== Texto de referencia ==
Corriendo a ninguna parte

La experiencia de correr doce maratones durante once meses, solo, sin competir con nadie… y en Maracaibo

El autor echándole pichón en (lo que queda de) la avenida Bella Vista de la capital zuliana

Foto: Ernesto Pérez

De niños muchos somos proclives, por curiosidad y aburrimiento, a abrir puertas sin tener idea de qué puede haber detrás. Y aunque la mayoría son portales hacia lo conocido, de vez en cuando uno descubre algo tan emocionante como para recordarlo siempre y querer seguir abriendo puertas.

Yo todavía lo estoy haciendo. 

Hace un año empecé a darle a la perilla de una pequeña puerta misteriosa en mi mente, y cuando crucé el umbral empecé a correr. Y seguí corriendo. Corrí 12 maratones en un año. No lo recomiendo del todo y esta historia no debe ser tomada como una guía sobre cómo hacerlo, porque lo cierto es que no sabría transmitir cómo se hace. Solo puedo decir cómo lo hice, o cómo creo que lo hice.
===
== Datos mostrados ==
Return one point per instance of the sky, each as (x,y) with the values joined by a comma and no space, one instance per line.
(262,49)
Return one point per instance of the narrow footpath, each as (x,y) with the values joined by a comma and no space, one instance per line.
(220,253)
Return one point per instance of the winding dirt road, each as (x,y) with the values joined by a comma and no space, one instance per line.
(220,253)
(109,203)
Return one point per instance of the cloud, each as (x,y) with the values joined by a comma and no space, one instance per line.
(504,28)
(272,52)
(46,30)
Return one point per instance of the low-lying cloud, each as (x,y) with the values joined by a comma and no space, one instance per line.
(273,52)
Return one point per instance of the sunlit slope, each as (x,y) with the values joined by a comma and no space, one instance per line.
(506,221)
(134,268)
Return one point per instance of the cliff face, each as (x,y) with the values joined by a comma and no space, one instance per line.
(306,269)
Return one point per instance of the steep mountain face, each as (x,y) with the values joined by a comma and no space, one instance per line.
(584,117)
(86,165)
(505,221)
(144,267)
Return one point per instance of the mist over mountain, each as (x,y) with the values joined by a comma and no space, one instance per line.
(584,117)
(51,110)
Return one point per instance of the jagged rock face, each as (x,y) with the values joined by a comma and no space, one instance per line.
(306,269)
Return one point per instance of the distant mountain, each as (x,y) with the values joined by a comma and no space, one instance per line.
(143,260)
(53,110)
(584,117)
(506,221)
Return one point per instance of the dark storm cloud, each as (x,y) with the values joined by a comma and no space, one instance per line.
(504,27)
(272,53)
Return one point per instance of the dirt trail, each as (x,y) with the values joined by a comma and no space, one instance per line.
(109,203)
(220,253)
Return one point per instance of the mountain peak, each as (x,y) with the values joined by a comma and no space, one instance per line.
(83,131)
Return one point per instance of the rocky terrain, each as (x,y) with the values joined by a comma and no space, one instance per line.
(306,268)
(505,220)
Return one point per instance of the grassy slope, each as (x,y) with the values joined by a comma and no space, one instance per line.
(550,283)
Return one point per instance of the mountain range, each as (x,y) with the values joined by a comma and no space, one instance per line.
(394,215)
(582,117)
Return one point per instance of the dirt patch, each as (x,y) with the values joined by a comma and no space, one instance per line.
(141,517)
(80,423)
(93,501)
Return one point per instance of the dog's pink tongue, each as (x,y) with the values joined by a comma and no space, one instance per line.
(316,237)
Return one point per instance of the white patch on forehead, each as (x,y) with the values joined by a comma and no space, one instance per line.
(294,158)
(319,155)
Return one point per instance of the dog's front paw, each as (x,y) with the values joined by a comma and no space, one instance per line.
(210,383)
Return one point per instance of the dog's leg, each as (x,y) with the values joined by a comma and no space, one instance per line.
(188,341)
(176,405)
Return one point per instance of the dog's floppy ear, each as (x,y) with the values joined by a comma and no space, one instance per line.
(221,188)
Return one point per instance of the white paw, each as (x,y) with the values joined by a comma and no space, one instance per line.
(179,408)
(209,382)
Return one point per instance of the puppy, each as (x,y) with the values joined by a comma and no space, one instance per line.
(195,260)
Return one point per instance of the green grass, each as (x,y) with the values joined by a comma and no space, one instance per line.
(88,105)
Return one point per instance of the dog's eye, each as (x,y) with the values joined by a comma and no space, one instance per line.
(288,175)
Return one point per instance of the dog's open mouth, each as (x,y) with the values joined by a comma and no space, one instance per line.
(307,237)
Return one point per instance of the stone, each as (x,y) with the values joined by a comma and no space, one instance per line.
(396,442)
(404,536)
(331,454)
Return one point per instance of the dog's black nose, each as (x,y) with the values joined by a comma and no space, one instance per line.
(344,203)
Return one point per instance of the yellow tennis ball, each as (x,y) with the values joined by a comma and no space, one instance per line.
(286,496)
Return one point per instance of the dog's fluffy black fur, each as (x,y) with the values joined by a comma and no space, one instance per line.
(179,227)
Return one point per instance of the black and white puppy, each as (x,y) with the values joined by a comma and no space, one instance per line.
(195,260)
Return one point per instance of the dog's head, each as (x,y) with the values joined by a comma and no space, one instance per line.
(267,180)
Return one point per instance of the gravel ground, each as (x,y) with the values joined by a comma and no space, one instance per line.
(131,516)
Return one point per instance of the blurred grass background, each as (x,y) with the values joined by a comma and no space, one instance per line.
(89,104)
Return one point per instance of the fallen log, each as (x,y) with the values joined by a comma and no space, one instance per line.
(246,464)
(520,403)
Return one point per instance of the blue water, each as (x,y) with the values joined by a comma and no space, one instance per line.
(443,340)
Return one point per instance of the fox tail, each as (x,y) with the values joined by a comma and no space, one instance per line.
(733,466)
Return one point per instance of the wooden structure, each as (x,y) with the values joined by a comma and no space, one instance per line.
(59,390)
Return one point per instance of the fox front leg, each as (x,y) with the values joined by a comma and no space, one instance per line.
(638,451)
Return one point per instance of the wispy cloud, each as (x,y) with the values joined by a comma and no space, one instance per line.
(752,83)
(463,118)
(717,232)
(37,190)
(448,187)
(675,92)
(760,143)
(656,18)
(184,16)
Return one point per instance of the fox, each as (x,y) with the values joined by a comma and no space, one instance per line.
===
Ejercicios propuestos.
• a. En el texto sobre los maratones, enumera sin repetir los verbos en pretérito indefinido y primera persona del singular del párrafo que empieza con «Hace un año empecé».
• b. Retoma, por favor, el texto sobre los maratones a partir de su última oración.

Respuestas en orden.
• a. empecé, crucé, seguí, corrí, hice

• b.
Deshidratado y por el sol amado

El 17 de enero del 2021, a las 4:42 de la mañana, arranqué con la intención de correr 42 kilómetros en una ciudad famosa por su calor y humedad, condiciones nada idóneas para carreras de fondo.

Antes de ese día había corrido poco más de un año y no sabía nada, absolutamente nada, sobre maratones. No pertenecía a ningún club de corredores. No tenía amigos corredores. No investigué nada en absoluto. Solo arranqué con un reloj Garmin que iba sumando la distancia y el tiempo. 

Tan desinformado estaba que salí de mi casa sin agua. Simplemente no sabía. Después de correr treinta kilómetros, los charcos de la calle los veía como una opción viable. Pasando por una panadería cerca de mi casa le grité al vigilante “¡Gatorade!”, y él, viendo mi estado, entró y me hizo el favor mientras yo corría en círculos en el estacionamiento.

Terminé en 3 horas y 55 minutos. 

Unos días después pensé: “yo creo que puedo hacer esto una vez al mes todo el año”. La inocencia de la ignorancia.

De nuevo, no tenía ningún plan. No sabía si lo iba a lograr. Fue un impulso que se convirtió en una compulsión, algo recurrente en mi vida.

Yo fui adicto a la heroína por casi veinte años. Después de más de cinco años y medio sobrio, aún vivo dejándome llevar por el viento. La verdad es que no sé por qué, y tampoco tengo interés en contestarme esa pregunta.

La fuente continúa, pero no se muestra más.